| TASK DIRECTIONS |
Change every "terracotta roof tile" in the data below to "clay roof tile" and reproduce the data with nothing else altered, leaving out the pictures.

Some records
----

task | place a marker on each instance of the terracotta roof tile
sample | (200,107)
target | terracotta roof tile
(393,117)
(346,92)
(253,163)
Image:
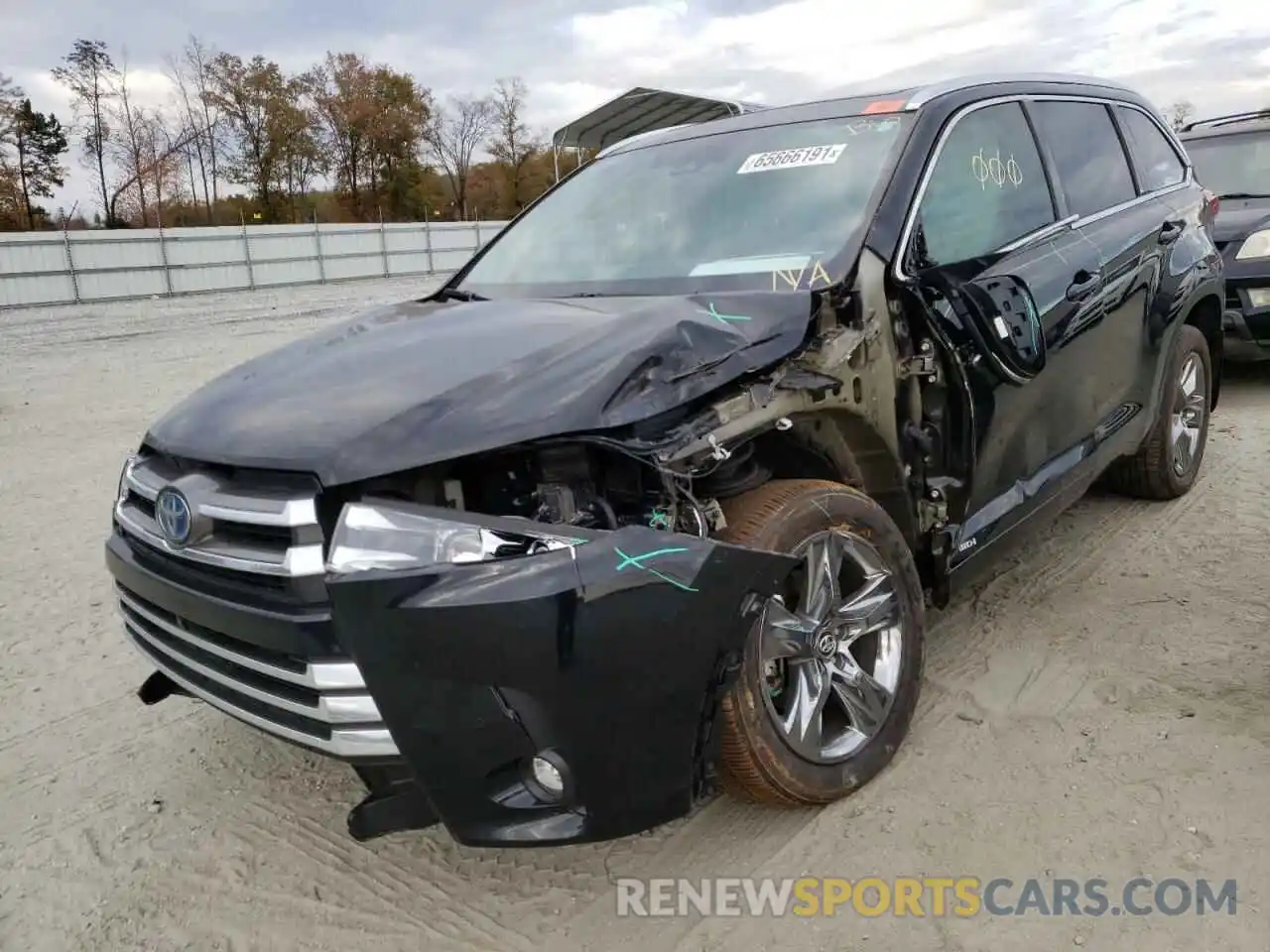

----

| THE RESPONSE |
task | place a marker on each instance of the clay roof tile
sample | (200,107)
target | clay roof tile
(393,117)
(346,92)
(253,163)
Image:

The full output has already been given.